- [WHAT YOU ARE ASKED TO DO]:
Pictures do not belong in the copy, so please give every entry below again exactly.
=-=-=-=-=
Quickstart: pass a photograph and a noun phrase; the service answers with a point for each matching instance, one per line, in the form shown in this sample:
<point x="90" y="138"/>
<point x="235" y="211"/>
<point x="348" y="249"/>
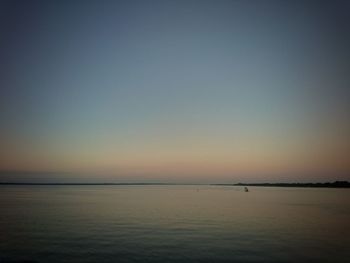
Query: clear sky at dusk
<point x="181" y="91"/>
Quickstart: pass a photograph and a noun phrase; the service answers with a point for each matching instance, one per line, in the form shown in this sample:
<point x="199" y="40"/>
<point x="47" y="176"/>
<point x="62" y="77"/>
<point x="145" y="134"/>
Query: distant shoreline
<point x="336" y="184"/>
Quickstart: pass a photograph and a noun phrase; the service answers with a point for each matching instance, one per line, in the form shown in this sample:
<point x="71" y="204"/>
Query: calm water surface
<point x="173" y="224"/>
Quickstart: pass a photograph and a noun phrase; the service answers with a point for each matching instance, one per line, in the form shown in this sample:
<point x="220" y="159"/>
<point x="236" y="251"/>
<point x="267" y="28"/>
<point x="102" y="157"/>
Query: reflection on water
<point x="173" y="224"/>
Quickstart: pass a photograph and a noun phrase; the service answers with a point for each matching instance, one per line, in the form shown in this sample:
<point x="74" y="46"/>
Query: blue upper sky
<point x="176" y="90"/>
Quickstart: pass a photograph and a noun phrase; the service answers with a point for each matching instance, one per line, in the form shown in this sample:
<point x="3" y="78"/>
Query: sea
<point x="173" y="223"/>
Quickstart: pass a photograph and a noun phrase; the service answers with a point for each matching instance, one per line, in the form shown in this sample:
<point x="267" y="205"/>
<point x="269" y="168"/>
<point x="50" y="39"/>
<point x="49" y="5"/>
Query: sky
<point x="174" y="91"/>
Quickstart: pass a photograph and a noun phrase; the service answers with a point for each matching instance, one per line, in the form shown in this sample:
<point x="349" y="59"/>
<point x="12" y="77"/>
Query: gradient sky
=-=-=-=-=
- [ANSWER FOR THE TASK]:
Quickstart: pass a photograph and a noun phrase; the service answers with a point for each matching instance, one per line, in the form shown in this sample:
<point x="90" y="138"/>
<point x="235" y="211"/>
<point x="348" y="249"/>
Query: clear sky at dusk
<point x="181" y="91"/>
Quickstart: pass a photograph and a noun phrase; the service answers with a point for each matching instance, one per line, in the form shown in this sample:
<point x="199" y="40"/>
<point x="47" y="176"/>
<point x="62" y="77"/>
<point x="145" y="134"/>
Query: distant shoreline
<point x="336" y="184"/>
Quickstart: pass a photograph and a noun phrase; the service answers with a point for each matching instance, one per line, in the form shown in this sample:
<point x="71" y="204"/>
Query: calm water surface
<point x="173" y="224"/>
Quickstart: pass a photograph and a noun phrase; the service answers with a point for each matching instance, one per line, in the form shown in this sample:
<point x="220" y="159"/>
<point x="236" y="251"/>
<point x="267" y="28"/>
<point x="102" y="157"/>
Query: reflection on water
<point x="173" y="224"/>
Quickstart: pass a photograph and a noun phrase; the service answers with a point for each matching instance, one per line, in the form shown in this sample:
<point x="74" y="46"/>
Query: blue upper sky
<point x="176" y="90"/>
Quickstart: pass a photograph and a noun phrase; the service answers with a point for each matching instance, one per line, in the form shown in this sample:
<point x="3" y="78"/>
Query: sea
<point x="173" y="223"/>
Quickstart: pass a photograph and a noun phrase; the service answers with a point for each matching instance, one per line, in the form shown in this sample:
<point x="267" y="205"/>
<point x="269" y="168"/>
<point x="50" y="39"/>
<point x="49" y="5"/>
Query: sky
<point x="174" y="91"/>
Quickstart: pass a photograph and a noun phrase; the service answers with a point for each matching instance, one per line, in the form shown in this sample:
<point x="349" y="59"/>
<point x="12" y="77"/>
Query: gradient sky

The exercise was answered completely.